• [ACTION ITEM]: Transcribe only the last portion of the material: exactly the lines from the one with "rough mask: <svg" through the end, inclusive.

┌────────

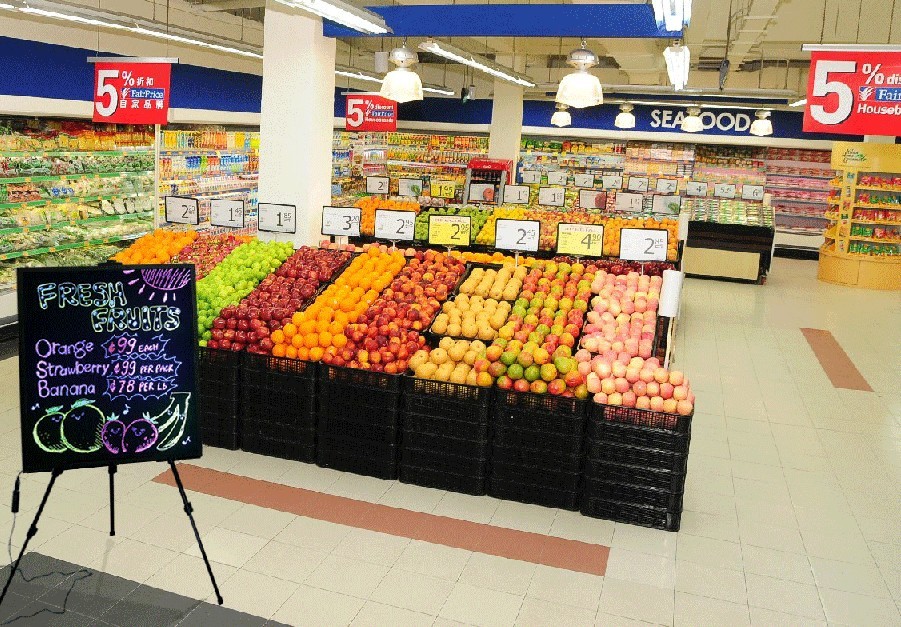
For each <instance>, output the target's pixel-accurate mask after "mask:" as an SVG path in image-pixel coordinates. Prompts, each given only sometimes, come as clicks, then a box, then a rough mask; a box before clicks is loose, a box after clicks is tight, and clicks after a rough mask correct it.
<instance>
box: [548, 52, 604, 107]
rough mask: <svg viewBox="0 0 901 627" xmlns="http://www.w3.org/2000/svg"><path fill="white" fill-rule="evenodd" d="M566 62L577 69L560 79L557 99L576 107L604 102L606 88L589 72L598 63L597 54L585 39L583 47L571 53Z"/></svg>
mask: <svg viewBox="0 0 901 627" xmlns="http://www.w3.org/2000/svg"><path fill="white" fill-rule="evenodd" d="M566 62H567V63H568V64H569V65H571V66H573V67H574V68H576V71H575V72H572V73H571V74H567V75H566V76H564V77H563V79H562V80H561V81H560V86H559V87H558V88H557V96H556V98H555V100H556V101H557V102H558V103H560V104H563V105H566V106H568V107H573V108H574V109H584V108H585V107H594V106H596V105H599V104H602V103H603V102H604V90H603V89H602V88H601V81H600V79H598V77H597V76H595V75H594V74H590V73H589V72H588V69H589V68H592V67H594V66H595V65H597V64H598V58H597V55H595V54H594V53H593V52H592V51H591V50H588V49H586V48H585V42H584V41H583V42H582V47H581V48H579V49H577V50H573V51H572V52H570V53H569V58H568V59H567V61H566Z"/></svg>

└────────

• [WORKED SOLUTION]:
rough mask: <svg viewBox="0 0 901 627" xmlns="http://www.w3.org/2000/svg"><path fill="white" fill-rule="evenodd" d="M566 62L577 69L560 79L557 99L576 107L604 102L606 88L589 72L598 63L597 54L585 39L583 47L571 53Z"/></svg>
mask: <svg viewBox="0 0 901 627" xmlns="http://www.w3.org/2000/svg"><path fill="white" fill-rule="evenodd" d="M566 62H567V63H568V64H569V65H571V66H573V67H574V68H576V71H575V72H572V73H571V74H567V75H566V76H564V77H563V79H562V80H561V81H560V86H559V87H558V88H557V96H556V98H555V100H556V101H557V102H558V103H560V104H563V105H566V106H568V107H573V108H574V109H584V108H585V107H594V106H596V105H599V104H602V103H603V102H604V90H603V89H602V88H601V81H600V79H598V77H597V76H595V75H594V74H590V73H589V72H588V69H589V68H592V67H594V66H595V65H597V64H598V58H597V55H595V54H594V53H593V52H592V51H591V50H588V49H586V48H585V42H584V41H583V42H582V47H581V48H579V49H577V50H573V51H572V52H570V53H569V58H568V59H567V61H566Z"/></svg>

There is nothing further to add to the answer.